With the release of Grandmasters, one of the deepest MCs to ever pick up a microphone breaks through the clutter yet again, adding a powerful new chapter to a legacy that began nearly three decades ago when a young Gary Grice first left his home in Staten Island and traveled to the Bronx to try his hand at an emerging new craft. As a core member of the mighty Wu-Tang Clan, Gza’s cerebral rhymes and complex wordplay would catapult the life long MC to an illustrious solo career highlighted by the landmark 1995 LP Liquid Swords. Widely regarded as one of Hip-Hop’s most clever and sophisticated wordsmiths, in 2005 Gza’s unwavering mic game is once again on display as Wu-Tang’s most skilled swordsman collaborates with legendary Cypress Hill producer DJ Muggs. The result is Grandmasters, one of the year’s best albums.

Read the Grandmasters album review.
Read the RiotSound interview with Cypress Hill’s DJ Muggs.
See pictures from Wu-Tang Clan show at New York’s Hammerstein Ballroom.

■ Given request A
In the Gza article, swap "wordsmiths" for "lyricists" and write out the stretch from "With the release" through "year’s best albums.".
■ Given request B
Please carry the Gza article on from the point where it stops.
The listing that comes next plays no part in this.

■ Entries provided
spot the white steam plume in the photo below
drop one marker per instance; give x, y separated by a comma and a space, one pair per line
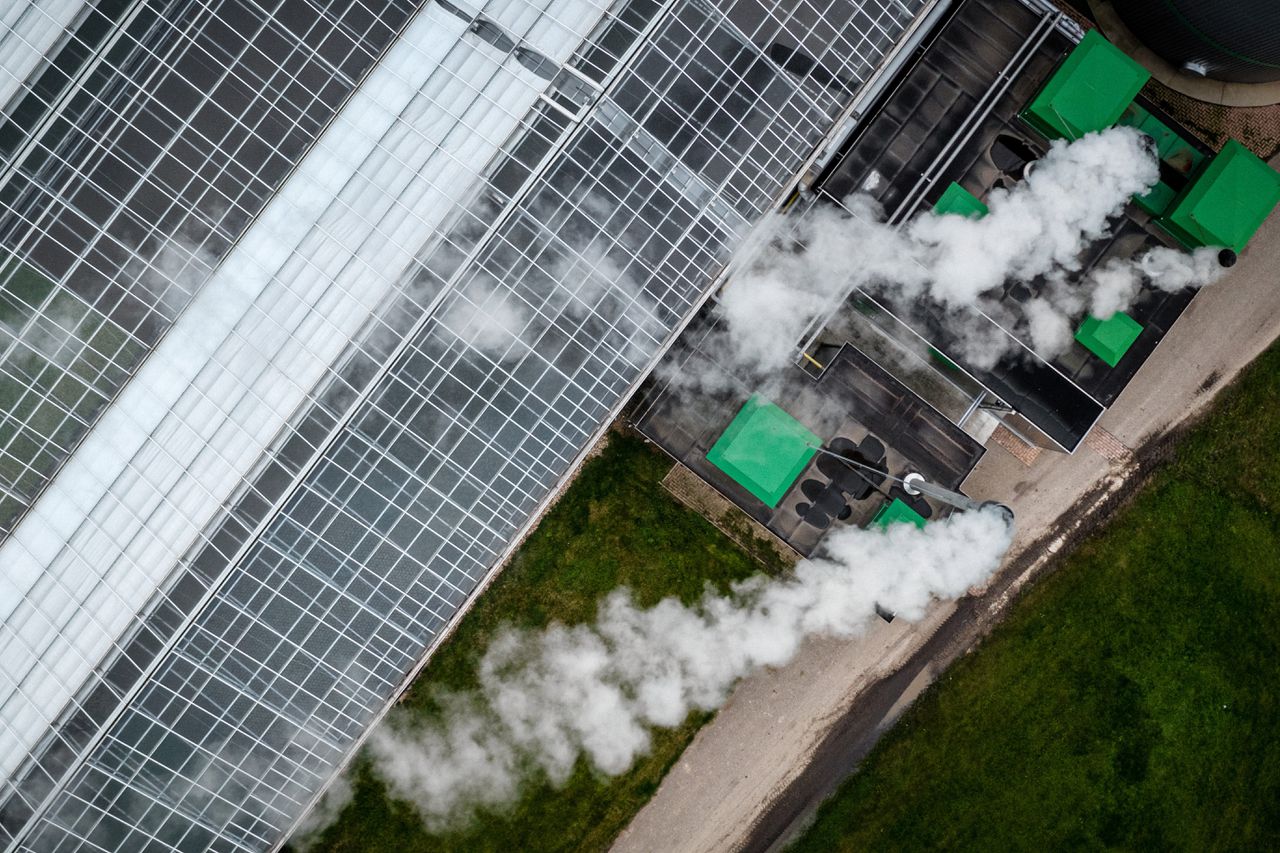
552, 697
1036, 233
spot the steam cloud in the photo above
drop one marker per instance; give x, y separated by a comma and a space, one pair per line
1036, 233
549, 698
552, 697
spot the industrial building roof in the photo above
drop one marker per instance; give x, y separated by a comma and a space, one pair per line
1226, 203
764, 450
1089, 91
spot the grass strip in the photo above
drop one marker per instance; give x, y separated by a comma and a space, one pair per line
1132, 699
613, 527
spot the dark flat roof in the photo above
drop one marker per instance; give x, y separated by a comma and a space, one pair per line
850, 397
923, 113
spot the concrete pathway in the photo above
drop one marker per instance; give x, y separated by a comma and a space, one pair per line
745, 761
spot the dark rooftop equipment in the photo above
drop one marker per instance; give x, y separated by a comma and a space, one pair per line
1229, 40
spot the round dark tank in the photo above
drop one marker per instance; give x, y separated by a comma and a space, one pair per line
1229, 40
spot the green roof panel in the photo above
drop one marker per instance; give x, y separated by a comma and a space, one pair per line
764, 450
958, 200
1226, 203
1110, 338
897, 512
1088, 91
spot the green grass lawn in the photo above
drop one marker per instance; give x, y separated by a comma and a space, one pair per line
613, 527
1132, 699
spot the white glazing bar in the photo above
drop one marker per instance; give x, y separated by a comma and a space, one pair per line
27, 32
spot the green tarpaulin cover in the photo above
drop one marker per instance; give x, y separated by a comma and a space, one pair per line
896, 512
1226, 201
958, 200
1178, 155
764, 450
1088, 91
1110, 338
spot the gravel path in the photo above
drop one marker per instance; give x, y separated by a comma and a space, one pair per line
787, 737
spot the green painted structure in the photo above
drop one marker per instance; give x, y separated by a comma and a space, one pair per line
1110, 338
958, 200
1226, 203
1180, 158
1089, 90
764, 450
897, 512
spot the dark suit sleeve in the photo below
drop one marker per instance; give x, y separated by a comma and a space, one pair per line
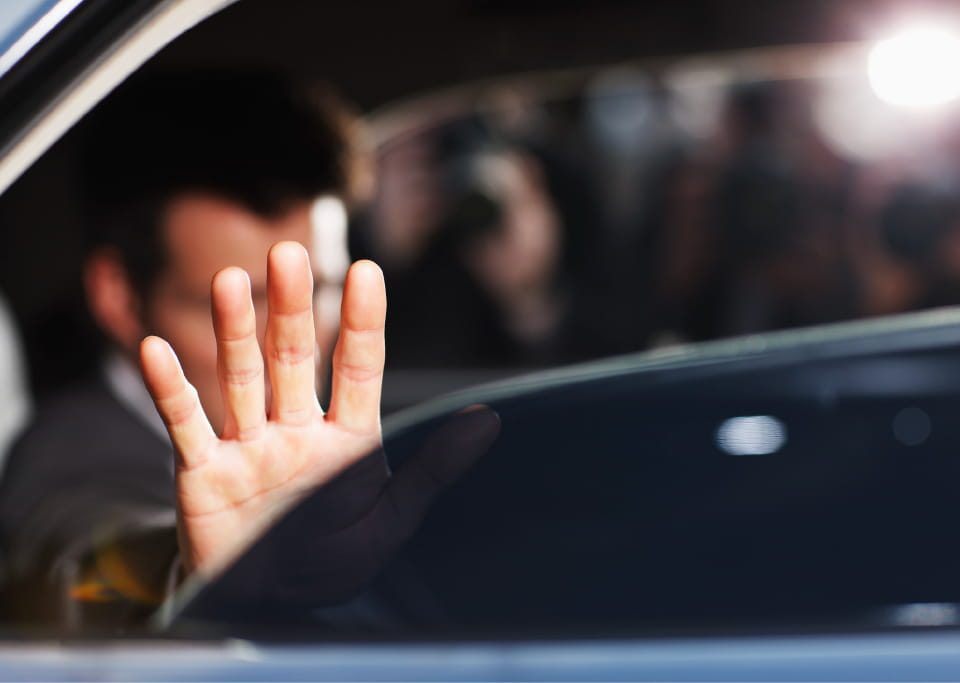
86, 512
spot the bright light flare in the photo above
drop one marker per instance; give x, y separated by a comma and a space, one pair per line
752, 435
918, 68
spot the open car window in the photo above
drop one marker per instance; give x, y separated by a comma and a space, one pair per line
739, 485
624, 215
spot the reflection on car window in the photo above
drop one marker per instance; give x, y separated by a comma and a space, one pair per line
639, 207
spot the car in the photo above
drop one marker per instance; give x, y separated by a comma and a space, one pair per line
755, 483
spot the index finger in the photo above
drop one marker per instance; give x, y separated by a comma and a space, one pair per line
176, 401
359, 356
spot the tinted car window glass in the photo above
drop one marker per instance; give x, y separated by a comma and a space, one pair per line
772, 488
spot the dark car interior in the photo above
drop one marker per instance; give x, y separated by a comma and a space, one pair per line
626, 503
760, 485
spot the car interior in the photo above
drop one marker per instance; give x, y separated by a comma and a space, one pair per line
642, 186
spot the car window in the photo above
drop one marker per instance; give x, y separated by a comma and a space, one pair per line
728, 488
536, 221
560, 217
18, 17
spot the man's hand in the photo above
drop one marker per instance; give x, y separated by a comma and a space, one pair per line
231, 488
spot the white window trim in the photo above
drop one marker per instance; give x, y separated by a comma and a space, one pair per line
168, 21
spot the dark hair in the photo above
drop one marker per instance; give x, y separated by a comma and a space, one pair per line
262, 141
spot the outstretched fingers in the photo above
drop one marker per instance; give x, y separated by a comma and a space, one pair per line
291, 337
239, 360
359, 356
176, 401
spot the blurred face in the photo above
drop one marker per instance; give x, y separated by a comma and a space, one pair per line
205, 234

■ Reply A
With the release of Grandmasters, one of the deepest MCs to ever pick up a microphone breaks through the clutter yet again, adding a powerful new chapter to a legacy that began nearly three decades ago when a young Gary Grice first left his home in Staten Island and traveled to the Bronx to try his hand at an emerging new craft. As a core member of the mighty Wu-Tang Clan, Gza’s cerebral rhymes and complex wordplay would catapult the life long MC to an illustrious solo career highlighted by the landmark 1995 LP Liquid Swords. Widely regarded as one of Hip-Hop’s most clever and sophisticated lyricists, in 2005 Gza’s unwavering mic game is once again on display as Wu-Tang’s most skilled swordsman collaborates with legendary Cypress Hill producer DJ Muggs. The result is Grandmasters, one of the year’s best albums.

■ Reply B
See pictures from Wu-Tang Clan’s 2004 concert at Continental Airlines Arena.
See pictures from Ol’ Dirty Bastard’s last NYC show at BB King’s.

RIOTSOUND.COM: The response to Grandmasters has been very positive; a lot of your longtime fans are really praising this album. Has the response been more or less than you were expecting when you first completed the record?

GZA: [pause] more. I feel real good about this project and this album and the work that’s on it. I felt that it would be received well, so it’s a good thing.

RIOTSOUND.COM: How did the collaboration between yourself and Muggs come about?

GZA: I worked with Muggs on his previous projects that he had with the Soul Assassins albums, on the first one and the second one. We did two songs and two videos and at one point a little over a year ago he mentioned something about doing an album. I was like – cool [this could work]. I linked up with him about a year ago in New York and he gave me some beats. He gave me about twelve or thirteen beats and I took them with me and started vibin’ to a few of them. Then I linked up with him again four months later and we completed the album.

RIOTSOUND.COM: The chess interludes you got on the album are a great touch; how did that aspect get incorporated?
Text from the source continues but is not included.